→ **Work required**
Under this line are the records; write out word for word the part that begins at the line containing "Target = window with stone sill" and ends at the line containing "Target = stone bench", and no more.
===== Task input
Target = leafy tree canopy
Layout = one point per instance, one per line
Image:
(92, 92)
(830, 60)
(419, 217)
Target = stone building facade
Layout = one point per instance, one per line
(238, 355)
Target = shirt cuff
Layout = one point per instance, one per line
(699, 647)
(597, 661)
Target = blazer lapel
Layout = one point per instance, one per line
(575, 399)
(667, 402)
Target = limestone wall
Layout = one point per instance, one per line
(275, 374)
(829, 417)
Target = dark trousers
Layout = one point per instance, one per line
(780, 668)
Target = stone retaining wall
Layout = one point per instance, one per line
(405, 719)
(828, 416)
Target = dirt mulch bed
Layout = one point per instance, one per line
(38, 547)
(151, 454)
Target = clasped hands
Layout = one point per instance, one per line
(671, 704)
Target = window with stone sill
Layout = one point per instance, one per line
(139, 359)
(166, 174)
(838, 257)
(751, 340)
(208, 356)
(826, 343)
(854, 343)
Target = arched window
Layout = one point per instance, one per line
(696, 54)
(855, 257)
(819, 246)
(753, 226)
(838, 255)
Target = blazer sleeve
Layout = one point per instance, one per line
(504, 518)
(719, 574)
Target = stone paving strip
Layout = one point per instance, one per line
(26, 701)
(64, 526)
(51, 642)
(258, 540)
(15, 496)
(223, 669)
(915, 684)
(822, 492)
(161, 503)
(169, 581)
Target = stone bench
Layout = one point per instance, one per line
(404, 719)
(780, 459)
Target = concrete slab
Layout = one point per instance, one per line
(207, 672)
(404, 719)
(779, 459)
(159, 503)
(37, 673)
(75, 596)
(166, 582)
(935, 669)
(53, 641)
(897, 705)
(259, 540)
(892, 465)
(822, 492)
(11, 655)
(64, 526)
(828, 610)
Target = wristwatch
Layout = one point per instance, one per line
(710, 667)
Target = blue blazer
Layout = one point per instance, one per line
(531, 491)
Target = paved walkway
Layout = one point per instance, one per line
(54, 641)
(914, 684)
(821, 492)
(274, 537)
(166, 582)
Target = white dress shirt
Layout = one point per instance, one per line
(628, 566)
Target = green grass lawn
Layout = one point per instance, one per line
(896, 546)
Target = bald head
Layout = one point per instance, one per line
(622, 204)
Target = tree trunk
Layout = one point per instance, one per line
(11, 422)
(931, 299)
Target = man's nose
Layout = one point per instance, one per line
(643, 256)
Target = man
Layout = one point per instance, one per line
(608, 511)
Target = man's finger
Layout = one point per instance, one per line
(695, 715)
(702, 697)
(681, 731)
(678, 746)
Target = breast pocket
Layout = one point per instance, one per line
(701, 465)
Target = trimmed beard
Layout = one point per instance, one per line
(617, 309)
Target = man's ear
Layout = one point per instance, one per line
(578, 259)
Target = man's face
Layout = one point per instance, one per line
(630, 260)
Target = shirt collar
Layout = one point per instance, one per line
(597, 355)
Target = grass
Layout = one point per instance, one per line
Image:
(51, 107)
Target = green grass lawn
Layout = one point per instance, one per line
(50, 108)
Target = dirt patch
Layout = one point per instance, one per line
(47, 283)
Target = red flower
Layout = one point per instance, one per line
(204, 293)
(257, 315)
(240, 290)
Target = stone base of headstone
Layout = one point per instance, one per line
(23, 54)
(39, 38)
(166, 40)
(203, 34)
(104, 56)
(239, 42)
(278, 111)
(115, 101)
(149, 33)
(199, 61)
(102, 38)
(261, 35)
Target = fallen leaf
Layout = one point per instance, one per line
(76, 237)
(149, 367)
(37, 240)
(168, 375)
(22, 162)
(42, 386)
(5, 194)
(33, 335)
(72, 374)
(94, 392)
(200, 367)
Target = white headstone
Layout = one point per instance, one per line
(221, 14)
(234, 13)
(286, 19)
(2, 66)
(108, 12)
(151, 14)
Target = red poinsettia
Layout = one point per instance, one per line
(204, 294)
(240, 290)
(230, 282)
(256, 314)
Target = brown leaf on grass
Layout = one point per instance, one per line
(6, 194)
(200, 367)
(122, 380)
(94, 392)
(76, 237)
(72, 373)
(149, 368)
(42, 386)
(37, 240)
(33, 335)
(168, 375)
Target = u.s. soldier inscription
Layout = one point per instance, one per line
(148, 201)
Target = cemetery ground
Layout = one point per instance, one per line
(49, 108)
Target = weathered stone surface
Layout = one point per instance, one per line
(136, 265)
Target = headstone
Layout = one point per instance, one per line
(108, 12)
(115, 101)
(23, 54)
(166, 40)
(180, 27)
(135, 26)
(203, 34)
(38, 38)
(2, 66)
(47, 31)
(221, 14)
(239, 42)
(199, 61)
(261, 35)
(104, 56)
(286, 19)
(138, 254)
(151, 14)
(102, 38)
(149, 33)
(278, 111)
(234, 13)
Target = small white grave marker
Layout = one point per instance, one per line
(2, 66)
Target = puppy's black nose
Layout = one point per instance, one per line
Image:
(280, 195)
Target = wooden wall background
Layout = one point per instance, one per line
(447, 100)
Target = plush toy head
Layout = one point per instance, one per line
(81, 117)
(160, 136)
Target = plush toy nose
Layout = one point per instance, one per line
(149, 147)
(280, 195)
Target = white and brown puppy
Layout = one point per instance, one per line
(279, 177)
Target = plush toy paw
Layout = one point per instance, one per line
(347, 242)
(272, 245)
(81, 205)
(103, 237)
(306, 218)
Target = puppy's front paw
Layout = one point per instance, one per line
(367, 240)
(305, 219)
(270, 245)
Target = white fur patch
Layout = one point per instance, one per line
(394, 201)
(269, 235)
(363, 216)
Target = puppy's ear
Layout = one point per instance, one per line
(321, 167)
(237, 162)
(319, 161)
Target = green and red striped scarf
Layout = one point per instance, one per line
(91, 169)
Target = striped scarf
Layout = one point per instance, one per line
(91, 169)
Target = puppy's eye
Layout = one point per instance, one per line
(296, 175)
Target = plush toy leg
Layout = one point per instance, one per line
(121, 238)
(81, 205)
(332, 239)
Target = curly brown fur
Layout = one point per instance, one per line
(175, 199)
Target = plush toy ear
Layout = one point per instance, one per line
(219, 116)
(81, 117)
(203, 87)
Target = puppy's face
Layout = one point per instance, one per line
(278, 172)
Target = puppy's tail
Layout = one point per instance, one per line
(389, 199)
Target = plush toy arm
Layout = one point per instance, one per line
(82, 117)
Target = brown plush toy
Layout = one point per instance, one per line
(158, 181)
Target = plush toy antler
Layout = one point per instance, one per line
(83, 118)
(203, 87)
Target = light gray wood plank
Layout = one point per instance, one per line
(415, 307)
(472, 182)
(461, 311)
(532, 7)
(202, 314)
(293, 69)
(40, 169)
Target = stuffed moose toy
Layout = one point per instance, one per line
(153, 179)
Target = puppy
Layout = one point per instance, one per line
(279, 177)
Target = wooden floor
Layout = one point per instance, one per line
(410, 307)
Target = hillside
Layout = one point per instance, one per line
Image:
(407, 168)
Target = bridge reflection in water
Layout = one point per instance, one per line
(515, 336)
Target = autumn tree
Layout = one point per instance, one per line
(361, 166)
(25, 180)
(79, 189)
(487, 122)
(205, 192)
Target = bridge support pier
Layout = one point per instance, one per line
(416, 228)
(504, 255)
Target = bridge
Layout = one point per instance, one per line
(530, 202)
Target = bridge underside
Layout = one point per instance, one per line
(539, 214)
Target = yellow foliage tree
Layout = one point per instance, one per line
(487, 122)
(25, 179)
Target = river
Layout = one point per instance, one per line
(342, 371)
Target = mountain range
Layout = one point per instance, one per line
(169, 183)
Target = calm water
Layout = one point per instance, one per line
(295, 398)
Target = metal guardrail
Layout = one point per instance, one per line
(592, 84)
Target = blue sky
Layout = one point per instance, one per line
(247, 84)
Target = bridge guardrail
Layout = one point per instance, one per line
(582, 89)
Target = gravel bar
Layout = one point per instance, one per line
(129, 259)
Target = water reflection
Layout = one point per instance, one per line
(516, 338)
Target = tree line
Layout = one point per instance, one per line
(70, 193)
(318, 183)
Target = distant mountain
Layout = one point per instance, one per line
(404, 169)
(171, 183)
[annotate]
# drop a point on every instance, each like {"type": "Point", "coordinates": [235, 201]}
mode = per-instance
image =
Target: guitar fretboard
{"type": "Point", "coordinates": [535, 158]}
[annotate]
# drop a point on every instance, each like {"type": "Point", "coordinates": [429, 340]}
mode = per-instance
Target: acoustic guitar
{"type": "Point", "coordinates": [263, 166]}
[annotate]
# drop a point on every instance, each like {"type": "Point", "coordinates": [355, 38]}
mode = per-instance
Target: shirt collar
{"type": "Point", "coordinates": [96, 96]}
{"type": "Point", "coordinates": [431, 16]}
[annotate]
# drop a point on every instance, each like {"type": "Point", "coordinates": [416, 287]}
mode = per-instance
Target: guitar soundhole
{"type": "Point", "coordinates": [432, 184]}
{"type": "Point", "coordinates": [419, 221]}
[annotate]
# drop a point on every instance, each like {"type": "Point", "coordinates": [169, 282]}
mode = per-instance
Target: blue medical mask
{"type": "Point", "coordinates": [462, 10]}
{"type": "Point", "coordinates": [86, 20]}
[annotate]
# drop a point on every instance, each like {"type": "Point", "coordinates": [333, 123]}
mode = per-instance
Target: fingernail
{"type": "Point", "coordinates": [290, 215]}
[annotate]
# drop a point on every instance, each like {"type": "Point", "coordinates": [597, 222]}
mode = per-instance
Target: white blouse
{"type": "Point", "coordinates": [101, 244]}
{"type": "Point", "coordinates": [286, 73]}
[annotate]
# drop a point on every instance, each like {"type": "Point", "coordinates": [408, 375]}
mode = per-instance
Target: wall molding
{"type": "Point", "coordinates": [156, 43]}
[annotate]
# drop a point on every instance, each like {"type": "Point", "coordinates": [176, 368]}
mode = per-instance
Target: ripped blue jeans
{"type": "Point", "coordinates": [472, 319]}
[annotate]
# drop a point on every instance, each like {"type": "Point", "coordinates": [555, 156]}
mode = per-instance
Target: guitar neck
==========
→ **Answer**
Target = window with stone sill
Layout = one point per instance, one per line
(139, 359)
(166, 174)
(838, 257)
(751, 340)
(208, 356)
(826, 343)
(854, 343)
Target = arched window
Layout = one point per instance, one per line
(696, 54)
(855, 257)
(819, 246)
(753, 226)
(838, 255)
Target = blazer sleeve
Layout = one point per instance, one per line
(504, 518)
(719, 574)
Target = stone paving strip
Layout = one point per instance, one per line
(26, 701)
(64, 526)
(51, 642)
(258, 540)
(15, 496)
(223, 669)
(915, 684)
(822, 492)
(161, 503)
(169, 581)
Target = stone bench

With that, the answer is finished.